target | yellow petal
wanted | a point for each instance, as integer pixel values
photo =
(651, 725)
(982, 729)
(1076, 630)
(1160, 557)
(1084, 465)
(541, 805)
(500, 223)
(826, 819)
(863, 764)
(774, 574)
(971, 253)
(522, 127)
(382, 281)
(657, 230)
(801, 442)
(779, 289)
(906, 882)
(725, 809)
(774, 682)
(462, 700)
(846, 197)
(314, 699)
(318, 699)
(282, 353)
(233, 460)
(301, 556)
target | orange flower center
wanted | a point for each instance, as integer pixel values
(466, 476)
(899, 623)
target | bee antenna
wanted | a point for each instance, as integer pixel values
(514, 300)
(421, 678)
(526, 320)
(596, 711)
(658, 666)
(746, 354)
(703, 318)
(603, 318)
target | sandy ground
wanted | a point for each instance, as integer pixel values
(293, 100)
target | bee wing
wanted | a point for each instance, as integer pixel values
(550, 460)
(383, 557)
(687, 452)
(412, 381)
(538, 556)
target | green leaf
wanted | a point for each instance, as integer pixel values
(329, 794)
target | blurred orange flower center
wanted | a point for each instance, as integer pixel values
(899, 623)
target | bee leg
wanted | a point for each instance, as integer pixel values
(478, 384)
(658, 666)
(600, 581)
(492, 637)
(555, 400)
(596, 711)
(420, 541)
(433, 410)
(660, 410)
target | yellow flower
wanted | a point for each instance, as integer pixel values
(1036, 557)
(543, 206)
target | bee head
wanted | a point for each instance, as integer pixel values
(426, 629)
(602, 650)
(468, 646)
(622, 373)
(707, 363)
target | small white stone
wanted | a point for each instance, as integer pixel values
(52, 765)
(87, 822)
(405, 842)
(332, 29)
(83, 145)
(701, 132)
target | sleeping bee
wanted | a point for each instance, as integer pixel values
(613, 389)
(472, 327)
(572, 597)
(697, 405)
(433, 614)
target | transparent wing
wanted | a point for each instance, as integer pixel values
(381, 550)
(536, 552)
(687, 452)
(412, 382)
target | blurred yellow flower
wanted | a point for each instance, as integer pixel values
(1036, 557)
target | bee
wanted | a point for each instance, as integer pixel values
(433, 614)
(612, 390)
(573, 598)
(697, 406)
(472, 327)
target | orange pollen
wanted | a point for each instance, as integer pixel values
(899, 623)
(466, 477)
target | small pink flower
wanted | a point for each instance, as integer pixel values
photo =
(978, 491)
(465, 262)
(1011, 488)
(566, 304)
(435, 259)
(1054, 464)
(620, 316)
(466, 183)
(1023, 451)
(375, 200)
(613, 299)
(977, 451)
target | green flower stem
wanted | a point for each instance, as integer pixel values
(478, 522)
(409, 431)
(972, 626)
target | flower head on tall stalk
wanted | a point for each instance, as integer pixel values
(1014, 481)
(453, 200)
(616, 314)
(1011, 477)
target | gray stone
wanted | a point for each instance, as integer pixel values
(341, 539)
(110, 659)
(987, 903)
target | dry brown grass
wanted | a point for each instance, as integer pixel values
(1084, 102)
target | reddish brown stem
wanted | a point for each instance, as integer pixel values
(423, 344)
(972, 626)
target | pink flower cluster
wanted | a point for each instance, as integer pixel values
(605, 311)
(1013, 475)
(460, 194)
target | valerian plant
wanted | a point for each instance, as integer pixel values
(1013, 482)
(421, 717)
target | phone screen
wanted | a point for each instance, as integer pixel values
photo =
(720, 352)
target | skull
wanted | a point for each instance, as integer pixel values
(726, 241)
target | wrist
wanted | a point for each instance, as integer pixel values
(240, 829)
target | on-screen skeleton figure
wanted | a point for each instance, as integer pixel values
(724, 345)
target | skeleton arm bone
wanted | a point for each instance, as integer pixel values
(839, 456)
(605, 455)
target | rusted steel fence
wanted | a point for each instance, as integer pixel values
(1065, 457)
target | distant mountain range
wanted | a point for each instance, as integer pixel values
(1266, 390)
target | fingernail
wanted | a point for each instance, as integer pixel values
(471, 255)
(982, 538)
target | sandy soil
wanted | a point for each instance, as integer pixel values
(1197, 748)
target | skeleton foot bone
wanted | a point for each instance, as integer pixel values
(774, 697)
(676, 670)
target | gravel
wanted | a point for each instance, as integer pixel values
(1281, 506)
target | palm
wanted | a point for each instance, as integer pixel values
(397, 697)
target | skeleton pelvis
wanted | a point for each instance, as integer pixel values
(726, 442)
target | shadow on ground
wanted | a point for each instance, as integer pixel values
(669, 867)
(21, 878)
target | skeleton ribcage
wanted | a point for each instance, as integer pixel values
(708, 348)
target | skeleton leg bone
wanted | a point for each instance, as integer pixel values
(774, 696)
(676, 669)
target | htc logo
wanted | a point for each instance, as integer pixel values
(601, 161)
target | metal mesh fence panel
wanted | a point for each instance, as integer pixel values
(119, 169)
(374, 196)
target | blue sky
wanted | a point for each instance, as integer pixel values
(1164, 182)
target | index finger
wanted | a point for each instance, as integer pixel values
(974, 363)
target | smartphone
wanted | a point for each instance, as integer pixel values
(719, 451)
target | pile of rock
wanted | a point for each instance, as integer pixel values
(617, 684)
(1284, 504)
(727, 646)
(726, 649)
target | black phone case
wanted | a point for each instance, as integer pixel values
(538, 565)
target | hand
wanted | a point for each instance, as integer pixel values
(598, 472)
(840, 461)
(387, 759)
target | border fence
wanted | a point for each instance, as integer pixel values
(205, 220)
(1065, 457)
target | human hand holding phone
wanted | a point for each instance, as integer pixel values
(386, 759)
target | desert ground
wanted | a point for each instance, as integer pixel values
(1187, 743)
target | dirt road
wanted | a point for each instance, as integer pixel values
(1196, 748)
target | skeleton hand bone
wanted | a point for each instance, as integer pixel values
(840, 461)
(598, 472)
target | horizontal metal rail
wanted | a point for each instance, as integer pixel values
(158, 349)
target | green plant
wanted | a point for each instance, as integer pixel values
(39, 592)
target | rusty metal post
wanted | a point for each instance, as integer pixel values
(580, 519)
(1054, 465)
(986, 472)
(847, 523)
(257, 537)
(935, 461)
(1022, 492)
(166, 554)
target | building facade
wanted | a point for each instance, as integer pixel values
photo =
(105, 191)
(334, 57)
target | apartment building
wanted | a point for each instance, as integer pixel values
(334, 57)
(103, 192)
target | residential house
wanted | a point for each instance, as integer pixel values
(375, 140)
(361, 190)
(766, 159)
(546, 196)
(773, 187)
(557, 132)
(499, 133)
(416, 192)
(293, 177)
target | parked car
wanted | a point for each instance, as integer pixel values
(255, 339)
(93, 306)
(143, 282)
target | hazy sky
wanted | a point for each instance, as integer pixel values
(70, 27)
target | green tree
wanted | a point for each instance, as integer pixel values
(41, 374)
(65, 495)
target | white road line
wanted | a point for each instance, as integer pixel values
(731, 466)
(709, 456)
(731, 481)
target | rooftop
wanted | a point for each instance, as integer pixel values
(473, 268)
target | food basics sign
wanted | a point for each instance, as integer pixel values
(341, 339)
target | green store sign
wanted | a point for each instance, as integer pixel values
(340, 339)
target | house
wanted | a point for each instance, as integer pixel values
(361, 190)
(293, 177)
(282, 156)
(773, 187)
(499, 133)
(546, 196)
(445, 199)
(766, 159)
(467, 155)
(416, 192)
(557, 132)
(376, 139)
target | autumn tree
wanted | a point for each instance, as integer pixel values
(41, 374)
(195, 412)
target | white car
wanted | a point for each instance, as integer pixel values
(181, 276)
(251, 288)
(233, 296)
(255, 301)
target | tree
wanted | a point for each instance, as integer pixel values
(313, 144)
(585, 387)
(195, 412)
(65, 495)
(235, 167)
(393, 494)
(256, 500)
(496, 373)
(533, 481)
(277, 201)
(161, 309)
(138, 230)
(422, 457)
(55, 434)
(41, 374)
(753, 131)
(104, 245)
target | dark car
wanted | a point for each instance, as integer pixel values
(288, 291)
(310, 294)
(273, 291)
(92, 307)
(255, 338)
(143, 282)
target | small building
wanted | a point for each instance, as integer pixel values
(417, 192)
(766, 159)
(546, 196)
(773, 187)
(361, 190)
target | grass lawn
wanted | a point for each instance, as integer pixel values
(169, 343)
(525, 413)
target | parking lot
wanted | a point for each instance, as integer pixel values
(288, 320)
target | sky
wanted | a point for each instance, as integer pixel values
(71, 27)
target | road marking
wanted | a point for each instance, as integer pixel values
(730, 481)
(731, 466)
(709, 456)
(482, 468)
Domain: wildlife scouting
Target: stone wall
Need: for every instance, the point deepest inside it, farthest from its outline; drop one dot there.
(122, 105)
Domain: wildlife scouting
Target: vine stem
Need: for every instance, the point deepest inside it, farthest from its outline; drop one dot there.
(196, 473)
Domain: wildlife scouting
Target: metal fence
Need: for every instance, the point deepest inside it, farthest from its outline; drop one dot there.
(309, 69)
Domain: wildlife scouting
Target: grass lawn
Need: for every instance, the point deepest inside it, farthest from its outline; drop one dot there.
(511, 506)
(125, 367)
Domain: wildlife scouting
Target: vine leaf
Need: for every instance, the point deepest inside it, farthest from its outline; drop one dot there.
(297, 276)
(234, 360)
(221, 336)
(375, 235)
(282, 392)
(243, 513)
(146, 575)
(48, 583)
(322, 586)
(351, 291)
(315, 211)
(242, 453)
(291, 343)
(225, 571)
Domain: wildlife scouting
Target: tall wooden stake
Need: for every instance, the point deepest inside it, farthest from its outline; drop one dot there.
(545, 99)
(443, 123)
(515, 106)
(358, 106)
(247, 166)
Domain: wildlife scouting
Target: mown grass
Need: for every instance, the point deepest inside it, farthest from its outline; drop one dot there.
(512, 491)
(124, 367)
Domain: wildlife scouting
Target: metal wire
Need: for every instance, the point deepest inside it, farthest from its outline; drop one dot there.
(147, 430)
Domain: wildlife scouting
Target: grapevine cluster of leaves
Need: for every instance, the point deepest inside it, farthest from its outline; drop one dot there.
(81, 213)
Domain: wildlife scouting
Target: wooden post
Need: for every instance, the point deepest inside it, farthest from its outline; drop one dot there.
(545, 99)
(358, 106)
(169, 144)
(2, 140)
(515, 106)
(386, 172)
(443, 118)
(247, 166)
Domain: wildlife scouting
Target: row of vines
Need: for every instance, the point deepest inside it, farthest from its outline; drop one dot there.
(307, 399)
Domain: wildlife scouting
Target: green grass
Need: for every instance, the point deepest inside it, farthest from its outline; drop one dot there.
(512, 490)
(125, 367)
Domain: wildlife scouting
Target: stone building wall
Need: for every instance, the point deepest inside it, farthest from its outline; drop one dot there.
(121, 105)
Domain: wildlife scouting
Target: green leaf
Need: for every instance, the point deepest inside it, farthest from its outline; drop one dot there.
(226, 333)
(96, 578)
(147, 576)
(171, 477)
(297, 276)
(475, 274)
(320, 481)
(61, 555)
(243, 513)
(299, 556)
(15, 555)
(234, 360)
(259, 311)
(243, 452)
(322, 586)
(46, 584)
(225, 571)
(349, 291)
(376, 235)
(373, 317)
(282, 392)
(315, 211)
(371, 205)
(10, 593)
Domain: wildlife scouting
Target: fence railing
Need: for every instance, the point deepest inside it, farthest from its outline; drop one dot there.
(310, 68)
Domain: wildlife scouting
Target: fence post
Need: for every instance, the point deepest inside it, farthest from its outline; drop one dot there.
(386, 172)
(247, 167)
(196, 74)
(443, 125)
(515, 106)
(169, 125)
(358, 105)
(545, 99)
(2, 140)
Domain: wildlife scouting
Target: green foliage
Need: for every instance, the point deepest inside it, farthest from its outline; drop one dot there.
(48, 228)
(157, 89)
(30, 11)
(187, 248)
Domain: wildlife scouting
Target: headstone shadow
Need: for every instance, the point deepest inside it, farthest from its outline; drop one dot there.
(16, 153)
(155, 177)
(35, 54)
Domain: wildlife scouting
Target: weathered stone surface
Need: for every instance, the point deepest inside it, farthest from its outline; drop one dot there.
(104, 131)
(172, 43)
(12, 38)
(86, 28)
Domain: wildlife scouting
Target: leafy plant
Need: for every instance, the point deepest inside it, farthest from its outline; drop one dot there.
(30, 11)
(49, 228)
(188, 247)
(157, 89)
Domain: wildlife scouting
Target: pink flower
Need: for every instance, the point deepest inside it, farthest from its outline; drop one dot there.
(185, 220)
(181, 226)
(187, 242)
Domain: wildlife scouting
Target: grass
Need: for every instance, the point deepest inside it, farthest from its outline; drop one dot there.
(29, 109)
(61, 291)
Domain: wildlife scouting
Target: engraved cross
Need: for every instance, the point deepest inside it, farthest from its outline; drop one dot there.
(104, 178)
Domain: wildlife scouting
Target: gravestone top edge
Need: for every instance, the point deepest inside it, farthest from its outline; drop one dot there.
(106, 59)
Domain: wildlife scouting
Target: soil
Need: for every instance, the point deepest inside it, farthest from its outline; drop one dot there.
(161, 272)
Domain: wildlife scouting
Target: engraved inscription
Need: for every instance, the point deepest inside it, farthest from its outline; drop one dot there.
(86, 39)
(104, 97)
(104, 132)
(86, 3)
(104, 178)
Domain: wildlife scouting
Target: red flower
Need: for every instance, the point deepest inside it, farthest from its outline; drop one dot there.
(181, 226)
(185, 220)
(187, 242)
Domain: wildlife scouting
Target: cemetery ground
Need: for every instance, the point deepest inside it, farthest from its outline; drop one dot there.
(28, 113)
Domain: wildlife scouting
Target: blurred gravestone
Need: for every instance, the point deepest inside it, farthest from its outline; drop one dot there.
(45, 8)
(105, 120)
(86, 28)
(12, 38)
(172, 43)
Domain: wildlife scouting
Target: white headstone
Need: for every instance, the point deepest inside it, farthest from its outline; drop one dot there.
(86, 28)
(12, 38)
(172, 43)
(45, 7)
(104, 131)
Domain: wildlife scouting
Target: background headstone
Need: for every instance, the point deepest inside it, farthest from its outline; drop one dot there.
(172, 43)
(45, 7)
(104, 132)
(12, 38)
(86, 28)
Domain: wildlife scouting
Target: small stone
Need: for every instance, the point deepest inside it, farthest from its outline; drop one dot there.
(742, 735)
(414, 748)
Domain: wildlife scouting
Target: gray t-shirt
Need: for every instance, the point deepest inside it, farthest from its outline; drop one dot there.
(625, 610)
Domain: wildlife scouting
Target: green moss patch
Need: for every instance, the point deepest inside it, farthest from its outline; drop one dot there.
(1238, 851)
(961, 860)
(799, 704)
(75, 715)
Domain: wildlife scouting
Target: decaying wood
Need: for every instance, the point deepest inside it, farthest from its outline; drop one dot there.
○ ○ ○ ○
WHAT TO DO —
Nothing but a number is expected: the tally of lines in the records that include the word "lawn".

TASK OUTPUT —
2